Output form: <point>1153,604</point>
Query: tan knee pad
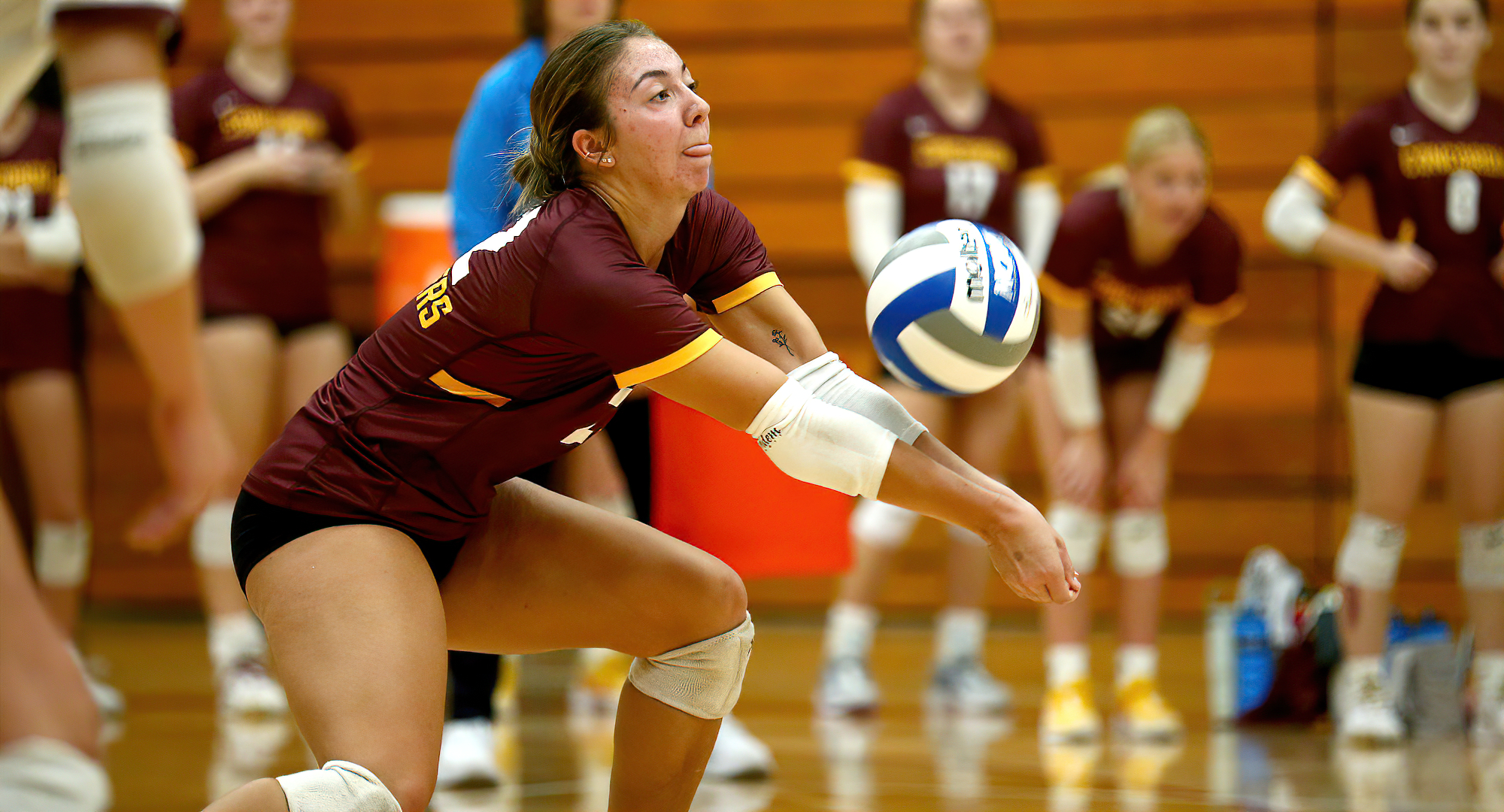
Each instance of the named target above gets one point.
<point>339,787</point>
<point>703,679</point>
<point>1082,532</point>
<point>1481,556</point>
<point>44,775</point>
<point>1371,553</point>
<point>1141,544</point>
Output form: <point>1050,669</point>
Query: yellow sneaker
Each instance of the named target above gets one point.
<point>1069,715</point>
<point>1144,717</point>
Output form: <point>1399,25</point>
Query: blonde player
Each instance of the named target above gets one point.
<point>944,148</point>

▬▬▬▬▬▬▬▬▬▬

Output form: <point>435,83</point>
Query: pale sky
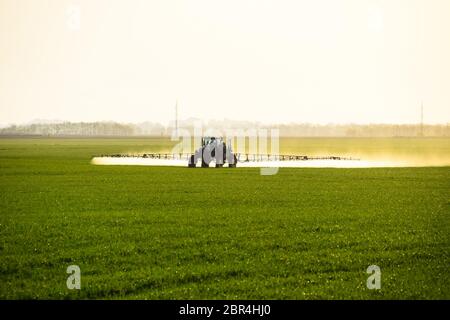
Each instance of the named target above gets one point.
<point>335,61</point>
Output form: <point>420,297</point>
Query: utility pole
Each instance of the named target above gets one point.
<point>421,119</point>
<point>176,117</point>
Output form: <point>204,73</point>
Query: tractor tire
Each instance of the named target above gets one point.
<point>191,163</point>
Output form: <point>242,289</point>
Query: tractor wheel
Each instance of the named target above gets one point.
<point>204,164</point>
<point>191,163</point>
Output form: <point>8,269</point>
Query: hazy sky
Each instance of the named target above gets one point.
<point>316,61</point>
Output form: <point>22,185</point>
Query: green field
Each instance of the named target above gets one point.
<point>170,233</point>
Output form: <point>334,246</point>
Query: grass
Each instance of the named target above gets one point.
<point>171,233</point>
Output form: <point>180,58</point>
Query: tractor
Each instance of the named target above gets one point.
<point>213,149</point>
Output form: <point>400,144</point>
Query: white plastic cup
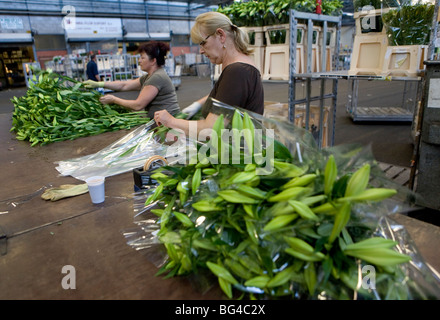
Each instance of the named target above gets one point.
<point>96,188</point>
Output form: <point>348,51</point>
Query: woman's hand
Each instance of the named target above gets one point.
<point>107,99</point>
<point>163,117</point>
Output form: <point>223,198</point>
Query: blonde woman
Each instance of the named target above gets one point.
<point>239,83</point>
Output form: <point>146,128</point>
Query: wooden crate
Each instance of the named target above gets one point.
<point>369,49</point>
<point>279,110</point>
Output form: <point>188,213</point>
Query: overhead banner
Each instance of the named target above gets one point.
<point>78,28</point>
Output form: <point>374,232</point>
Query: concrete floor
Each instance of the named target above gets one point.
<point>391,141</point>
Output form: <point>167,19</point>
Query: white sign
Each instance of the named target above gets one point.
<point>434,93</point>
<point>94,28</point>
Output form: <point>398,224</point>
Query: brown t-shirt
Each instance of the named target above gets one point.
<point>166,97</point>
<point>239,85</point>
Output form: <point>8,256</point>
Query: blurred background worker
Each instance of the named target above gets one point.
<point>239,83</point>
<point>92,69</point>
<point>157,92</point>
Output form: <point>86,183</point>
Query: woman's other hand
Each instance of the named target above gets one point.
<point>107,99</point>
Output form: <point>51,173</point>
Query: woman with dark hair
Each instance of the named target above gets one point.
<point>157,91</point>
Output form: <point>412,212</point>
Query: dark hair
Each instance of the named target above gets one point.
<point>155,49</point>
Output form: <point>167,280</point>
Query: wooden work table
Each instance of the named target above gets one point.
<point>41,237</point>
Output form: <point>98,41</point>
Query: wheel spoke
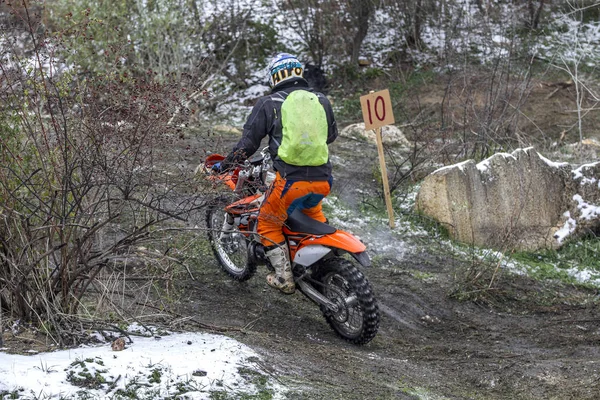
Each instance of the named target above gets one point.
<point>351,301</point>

▬▬▬▬▬▬▬▬▬▬

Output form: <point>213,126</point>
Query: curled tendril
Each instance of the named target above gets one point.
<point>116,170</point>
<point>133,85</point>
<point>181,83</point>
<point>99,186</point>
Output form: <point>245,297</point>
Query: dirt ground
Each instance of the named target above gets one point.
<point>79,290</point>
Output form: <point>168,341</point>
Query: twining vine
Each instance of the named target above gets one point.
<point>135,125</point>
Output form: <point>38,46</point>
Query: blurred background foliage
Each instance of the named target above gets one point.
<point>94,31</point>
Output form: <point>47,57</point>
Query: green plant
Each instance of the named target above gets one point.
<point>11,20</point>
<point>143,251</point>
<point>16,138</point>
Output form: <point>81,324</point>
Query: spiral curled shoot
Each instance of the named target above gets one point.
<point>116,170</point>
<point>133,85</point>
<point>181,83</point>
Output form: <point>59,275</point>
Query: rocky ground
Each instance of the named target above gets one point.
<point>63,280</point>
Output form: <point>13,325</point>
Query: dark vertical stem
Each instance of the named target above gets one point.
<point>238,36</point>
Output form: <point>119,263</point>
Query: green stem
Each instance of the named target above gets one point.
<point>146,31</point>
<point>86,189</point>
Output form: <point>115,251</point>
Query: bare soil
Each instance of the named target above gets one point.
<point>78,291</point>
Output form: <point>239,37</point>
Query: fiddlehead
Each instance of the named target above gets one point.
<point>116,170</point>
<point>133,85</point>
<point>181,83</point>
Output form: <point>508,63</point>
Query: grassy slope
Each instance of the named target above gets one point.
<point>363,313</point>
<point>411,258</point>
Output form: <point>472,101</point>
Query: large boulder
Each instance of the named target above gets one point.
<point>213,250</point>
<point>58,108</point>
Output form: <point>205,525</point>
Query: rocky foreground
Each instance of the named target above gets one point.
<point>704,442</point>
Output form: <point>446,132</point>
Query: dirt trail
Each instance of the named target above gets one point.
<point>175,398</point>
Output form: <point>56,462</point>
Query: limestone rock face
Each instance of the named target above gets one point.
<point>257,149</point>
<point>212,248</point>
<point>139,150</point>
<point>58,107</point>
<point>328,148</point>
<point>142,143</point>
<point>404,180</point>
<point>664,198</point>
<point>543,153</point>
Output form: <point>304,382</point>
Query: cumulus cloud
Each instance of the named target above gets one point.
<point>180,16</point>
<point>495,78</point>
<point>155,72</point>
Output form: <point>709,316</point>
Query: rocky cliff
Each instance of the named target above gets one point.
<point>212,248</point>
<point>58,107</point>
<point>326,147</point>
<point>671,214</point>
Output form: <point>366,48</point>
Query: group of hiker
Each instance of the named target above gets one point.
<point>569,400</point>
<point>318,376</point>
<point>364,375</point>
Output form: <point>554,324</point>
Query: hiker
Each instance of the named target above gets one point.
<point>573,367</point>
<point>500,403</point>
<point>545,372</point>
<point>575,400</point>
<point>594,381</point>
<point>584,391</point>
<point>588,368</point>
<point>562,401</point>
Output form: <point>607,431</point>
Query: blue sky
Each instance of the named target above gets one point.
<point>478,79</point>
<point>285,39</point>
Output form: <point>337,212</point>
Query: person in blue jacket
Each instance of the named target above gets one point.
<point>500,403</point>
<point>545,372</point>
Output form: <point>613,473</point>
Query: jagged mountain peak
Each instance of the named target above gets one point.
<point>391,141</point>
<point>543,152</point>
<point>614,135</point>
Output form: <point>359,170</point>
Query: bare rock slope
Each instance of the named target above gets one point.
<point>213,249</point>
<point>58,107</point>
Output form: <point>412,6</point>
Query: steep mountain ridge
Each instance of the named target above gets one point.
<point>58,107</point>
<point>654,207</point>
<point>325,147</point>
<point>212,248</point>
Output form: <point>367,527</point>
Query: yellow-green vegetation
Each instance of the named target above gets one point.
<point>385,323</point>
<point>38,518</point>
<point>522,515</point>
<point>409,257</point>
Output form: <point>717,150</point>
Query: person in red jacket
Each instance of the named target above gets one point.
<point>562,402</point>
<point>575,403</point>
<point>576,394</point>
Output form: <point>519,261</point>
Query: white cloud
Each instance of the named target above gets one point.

▬▬▬▬▬▬▬▬▬▬

=== Problem to work on ===
Rewrite the listing lines from the one containing "Output form: <point>51,173</point>" through the one containing "<point>351,301</point>", inclusive, replacing each "dark hair" with "black hair" and changing nothing else. Leave the picture out.

=== Output of the task ===
Output form: <point>51,173</point>
Query: woman with black hair
Each instance of the named target above gets one point.
<point>157,91</point>
Output form: <point>412,212</point>
Query: black hair
Each instance of the named target above gets one point.
<point>155,49</point>
Output form: <point>167,280</point>
Query: wooden work table
Each instance of the named target above gets one point.
<point>41,237</point>
Output form: <point>98,41</point>
Query: wheel spoke
Each instance of the named target above gets one point.
<point>351,301</point>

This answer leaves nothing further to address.